## Exercise details
Using the text extract, answer each question briefly.
(a) How many sections was the IT Team split into?
(b) Which section was tasked with a temporary workaround to get trucks moving?
(c) How long did it take to get the computer network back up and operational?

===== Text extract =====

As the enormity of the situation began to become more obvious, we began trying to work out how to get ourselves out of this situation. We started by splitting the IT Team into four sections:

Fix the Domain Controllers: The linchpin to regaining control
Transport Team Triage: A temporary workaround to get trucks moving
Customer Interface: Restoring our online booking system for minimal customer fallout
Warehousing Strategy: Get pallets back into the right temperature

I was part of team 1 and worked to to restore the entire network to operational status. With every minute that ticked away, the pressure intensified to resolve the crisis. Hours turned into a nerve-wracking ordeal, but slowly and steadily, we unravelled the complexities of the deadlock. We were able to drive to another depot where there was a working domain controller; bring it back to our head office and power it on with no NICs attached (which allowed it to boot without DNS); change it’s IP address to “masquerade” as one of the faulting domain controllers; then connect it up to the network which caused one of the faulting domain controllers to see it and finally boot up. In turn, the other domain controller did the same and our whole network began to come back to life. It took us nearly 8 hours to get the computer network back up and operational, and it’s an 8-hour ordeal I will likely never forget.

===== Data excerpt =====

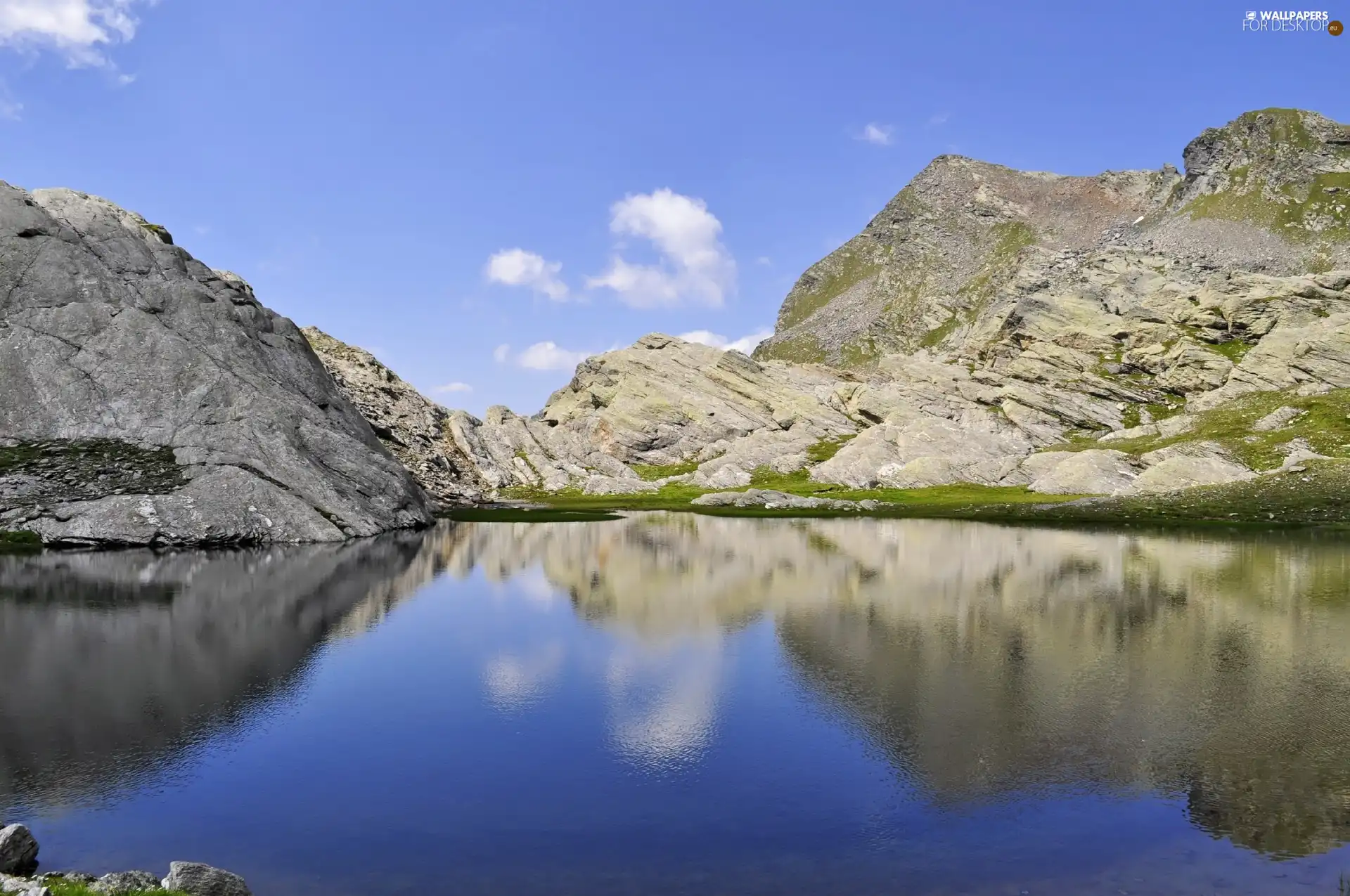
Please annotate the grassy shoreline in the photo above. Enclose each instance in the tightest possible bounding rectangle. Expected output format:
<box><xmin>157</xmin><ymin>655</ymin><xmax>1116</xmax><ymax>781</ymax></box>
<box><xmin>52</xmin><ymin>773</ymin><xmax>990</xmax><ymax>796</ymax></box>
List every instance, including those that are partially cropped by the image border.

=====

## Answer to this problem
(a) Four
(b) Transport Team Triage
(c) Nearly 8 hours